** Opening Records to use block **

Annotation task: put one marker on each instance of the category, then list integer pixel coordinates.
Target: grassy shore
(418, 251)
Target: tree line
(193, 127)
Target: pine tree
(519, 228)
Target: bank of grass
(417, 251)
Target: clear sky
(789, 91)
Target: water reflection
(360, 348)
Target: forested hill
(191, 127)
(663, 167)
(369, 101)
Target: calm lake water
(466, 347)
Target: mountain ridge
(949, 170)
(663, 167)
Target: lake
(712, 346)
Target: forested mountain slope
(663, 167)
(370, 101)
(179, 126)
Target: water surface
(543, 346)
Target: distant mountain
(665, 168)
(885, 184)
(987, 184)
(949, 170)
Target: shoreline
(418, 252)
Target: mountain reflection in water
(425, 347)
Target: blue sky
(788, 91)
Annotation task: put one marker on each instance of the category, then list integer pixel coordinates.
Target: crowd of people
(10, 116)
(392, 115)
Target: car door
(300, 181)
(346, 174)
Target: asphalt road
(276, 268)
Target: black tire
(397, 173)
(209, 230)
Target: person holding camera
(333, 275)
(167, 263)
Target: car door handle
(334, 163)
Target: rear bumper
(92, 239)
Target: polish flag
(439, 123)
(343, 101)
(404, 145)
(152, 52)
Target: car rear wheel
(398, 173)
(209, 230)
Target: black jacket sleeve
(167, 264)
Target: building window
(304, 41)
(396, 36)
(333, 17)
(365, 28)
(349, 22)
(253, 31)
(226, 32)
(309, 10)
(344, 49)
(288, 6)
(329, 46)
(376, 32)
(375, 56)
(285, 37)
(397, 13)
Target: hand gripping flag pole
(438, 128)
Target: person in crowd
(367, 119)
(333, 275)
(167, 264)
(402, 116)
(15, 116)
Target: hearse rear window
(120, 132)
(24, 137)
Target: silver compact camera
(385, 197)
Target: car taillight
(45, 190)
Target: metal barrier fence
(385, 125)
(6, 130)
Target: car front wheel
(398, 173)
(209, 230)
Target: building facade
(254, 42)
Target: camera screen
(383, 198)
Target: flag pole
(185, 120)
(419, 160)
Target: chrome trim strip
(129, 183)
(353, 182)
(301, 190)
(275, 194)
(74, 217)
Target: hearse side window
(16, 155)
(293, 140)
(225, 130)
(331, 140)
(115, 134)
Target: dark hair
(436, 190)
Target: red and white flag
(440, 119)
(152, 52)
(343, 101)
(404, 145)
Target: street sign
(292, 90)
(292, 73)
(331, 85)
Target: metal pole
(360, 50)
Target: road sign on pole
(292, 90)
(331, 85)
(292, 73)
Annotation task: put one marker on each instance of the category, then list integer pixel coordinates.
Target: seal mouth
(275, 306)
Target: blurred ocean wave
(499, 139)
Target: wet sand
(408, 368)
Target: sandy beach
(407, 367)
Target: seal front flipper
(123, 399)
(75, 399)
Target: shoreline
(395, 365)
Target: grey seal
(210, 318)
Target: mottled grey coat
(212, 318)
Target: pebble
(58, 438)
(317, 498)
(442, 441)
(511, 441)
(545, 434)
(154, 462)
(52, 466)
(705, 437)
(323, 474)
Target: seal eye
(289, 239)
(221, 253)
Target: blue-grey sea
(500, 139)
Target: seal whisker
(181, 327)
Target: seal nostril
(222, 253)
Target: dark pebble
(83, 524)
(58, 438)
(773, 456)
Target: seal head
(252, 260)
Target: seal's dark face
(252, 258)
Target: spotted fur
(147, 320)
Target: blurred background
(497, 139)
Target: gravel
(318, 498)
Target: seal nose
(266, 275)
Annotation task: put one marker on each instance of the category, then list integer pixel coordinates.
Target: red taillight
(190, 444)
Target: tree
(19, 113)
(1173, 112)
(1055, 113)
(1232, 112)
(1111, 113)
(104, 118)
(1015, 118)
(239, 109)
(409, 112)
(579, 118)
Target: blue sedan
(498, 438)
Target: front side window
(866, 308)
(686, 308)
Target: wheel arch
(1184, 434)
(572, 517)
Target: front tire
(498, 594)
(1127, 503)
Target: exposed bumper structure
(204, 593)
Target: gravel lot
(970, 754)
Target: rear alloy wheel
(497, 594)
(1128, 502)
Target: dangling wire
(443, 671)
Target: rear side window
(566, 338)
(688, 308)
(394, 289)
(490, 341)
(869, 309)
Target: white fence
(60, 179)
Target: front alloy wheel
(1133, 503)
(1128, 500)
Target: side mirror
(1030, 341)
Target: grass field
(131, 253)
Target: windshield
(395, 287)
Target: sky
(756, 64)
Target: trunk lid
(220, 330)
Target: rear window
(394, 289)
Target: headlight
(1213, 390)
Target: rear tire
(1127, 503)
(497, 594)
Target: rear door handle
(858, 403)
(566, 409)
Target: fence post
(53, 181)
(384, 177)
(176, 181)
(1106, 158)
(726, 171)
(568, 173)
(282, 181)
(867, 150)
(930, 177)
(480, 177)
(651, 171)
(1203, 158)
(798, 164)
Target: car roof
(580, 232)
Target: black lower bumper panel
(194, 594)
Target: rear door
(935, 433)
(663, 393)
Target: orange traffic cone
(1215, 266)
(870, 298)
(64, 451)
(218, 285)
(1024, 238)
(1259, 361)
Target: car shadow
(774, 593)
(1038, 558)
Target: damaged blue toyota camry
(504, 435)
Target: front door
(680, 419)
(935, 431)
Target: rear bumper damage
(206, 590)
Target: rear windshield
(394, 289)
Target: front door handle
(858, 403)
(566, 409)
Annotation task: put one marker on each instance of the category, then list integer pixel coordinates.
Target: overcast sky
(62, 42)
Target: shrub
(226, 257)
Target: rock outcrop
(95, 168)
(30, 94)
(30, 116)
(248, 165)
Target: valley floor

** Closing Records to use block **

▸ Your assignment
Would you copy the whole listing exactly?

▸ Exercise answer
Annotation task: put one marker on each instance of the category, then list integer pixel coordinates.
Target: grassy shore
(418, 251)
Target: tree line
(193, 127)
Target: pine tree
(519, 228)
Target: bank of grass
(417, 251)
Target: clear sky
(789, 91)
Target: water reflection
(360, 348)
Target: forested hill
(191, 127)
(663, 167)
(369, 101)
Target: calm lake water
(466, 347)
Target: mountain ridge
(949, 170)
(663, 167)
Target: lake
(712, 346)
Target: forested mountain slope
(663, 167)
(370, 101)
(179, 126)
Target: water surface
(543, 346)
Target: distant mountain
(665, 168)
(885, 184)
(987, 184)
(949, 170)
Target: shoreline
(418, 252)
Target: mountain reflection in water
(425, 347)
Target: blue sky
(788, 91)
Annotation task: put one marker on each instance of the category, then list integer pixel coordinates.
Target: crowd of people
(10, 116)
(392, 115)
Target: car door
(300, 181)
(346, 174)
Target: asphalt road
(276, 268)
Target: black tire
(397, 173)
(209, 230)
Target: person holding camera
(333, 275)
(167, 263)
Target: car door handle
(334, 163)
Target: rear bumper
(92, 239)
Target: polish flag
(439, 123)
(343, 101)
(404, 145)
(152, 52)
Target: car rear wheel
(398, 173)
(209, 230)
Target: black jacket sleeve
(167, 264)
Target: building window
(304, 41)
(396, 36)
(333, 17)
(365, 28)
(349, 22)
(253, 31)
(226, 32)
(309, 10)
(344, 49)
(288, 6)
(329, 46)
(376, 32)
(375, 56)
(285, 37)
(397, 13)
Target: hand gripping flag pole
(438, 128)
Target: person in crowd
(367, 119)
(333, 275)
(167, 264)
(402, 116)
(15, 116)
Target: hearse rear window
(120, 132)
(24, 137)
Target: silver compact camera
(385, 197)
Target: car taillight
(45, 190)
Target: metal barrier fence
(385, 125)
(6, 130)
Target: car front wheel
(398, 173)
(209, 230)
Target: building facade
(254, 42)
Target: camera screen
(383, 198)
Target: flag pole
(185, 120)
(419, 160)
Target: chrome trim strip
(129, 183)
(353, 182)
(301, 190)
(275, 194)
(74, 217)
Target: hearse side window
(16, 155)
(293, 140)
(225, 130)
(331, 140)
(115, 134)
Target: dark hair
(436, 190)
Target: red and white flag
(440, 119)
(152, 52)
(343, 101)
(404, 145)
Target: street sign
(292, 90)
(292, 73)
(331, 85)
Target: metal pole
(360, 50)
Target: road sign on pole
(292, 90)
(331, 85)
(292, 73)
Annotation task: put one marker on each instance of the category, then list integer pixel coordinates.
Target: seal mouth
(275, 306)
Target: blurred ocean wave
(499, 139)
Target: wet sand
(408, 368)
Target: sandy beach
(407, 367)
Target: seal front flipper
(123, 399)
(75, 399)
Target: shoreline
(395, 365)
Target: grey seal
(210, 318)
Target: mottled grey coat
(212, 318)
Target: pebble
(58, 438)
(317, 498)
(442, 441)
(511, 441)
(545, 434)
(154, 462)
(52, 466)
(705, 437)
(323, 474)
Target: seal eye
(289, 239)
(221, 253)
Target: blue-grey sea
(500, 139)
Target: seal whisker
(181, 327)
Target: seal nostril
(222, 253)
Target: dark pebble
(83, 524)
(58, 438)
(773, 456)
Target: seal head
(252, 260)
Target: seal's dark face
(252, 258)
Target: spotted fur
(147, 320)
Target: blurred background
(497, 139)
Target: gravel
(318, 498)
Target: seal nose
(266, 275)
Annotation task: put one marker on each instance of the category, then list integer pixel coordinates.
Target: red taillight
(190, 444)
Target: tree
(19, 113)
(1173, 112)
(1055, 113)
(1232, 112)
(1111, 113)
(104, 118)
(1015, 118)
(239, 109)
(409, 112)
(579, 118)
Target: blue sedan
(498, 438)
Target: front side window
(866, 308)
(686, 308)
Target: wheel arch
(1184, 434)
(572, 517)
Target: front tire
(498, 594)
(1127, 503)
Target: exposed bumper structure
(204, 593)
Target: gravel lot
(970, 754)
Target: rear alloy wheel
(497, 594)
(1128, 502)
Target: dangling wire
(443, 671)
Target: rear side window
(566, 338)
(688, 308)
(394, 289)
(490, 341)
(869, 309)
Target: white fence
(60, 179)
Target: front alloy wheel
(1133, 503)
(1128, 500)
Target: side mirror
(1030, 341)
Target: grass field
(131, 253)
Target: windshield
(395, 287)
Target: sky
(756, 64)
Target: trunk lid
(220, 330)
Target: rear window
(394, 289)
Target: headlight
(1213, 390)
Target: rear tire
(1127, 503)
(497, 594)
Target: rear door handle
(858, 403)
(566, 409)
Target: fence post
(53, 181)
(384, 177)
(176, 181)
(1106, 158)
(726, 171)
(568, 173)
(282, 181)
(867, 150)
(930, 177)
(480, 177)
(651, 171)
(1203, 158)
(798, 164)
Target: car roof
(580, 232)
Target: black lower bumper panel
(194, 594)
Target: rear door
(935, 433)
(663, 393)
Target: orange traffic cone
(1215, 266)
(870, 298)
(64, 451)
(218, 285)
(1024, 238)
(1259, 361)
Target: car shadow
(774, 593)
(1038, 558)
Target: damaged blue toyota camry
(504, 435)
Target: front door
(680, 419)
(935, 431)
Target: rear bumper damage
(206, 590)
Target: rear windshield
(394, 289)
Target: front door handle
(858, 403)
(566, 409)
Annotation task: put one marker on each instance of the category, then list integer pixel coordinates.
Target: overcast sky
(62, 42)
Target: shrub
(226, 257)
Target: rock outcrop
(95, 168)
(30, 94)
(30, 116)
(248, 165)
Target: valley floor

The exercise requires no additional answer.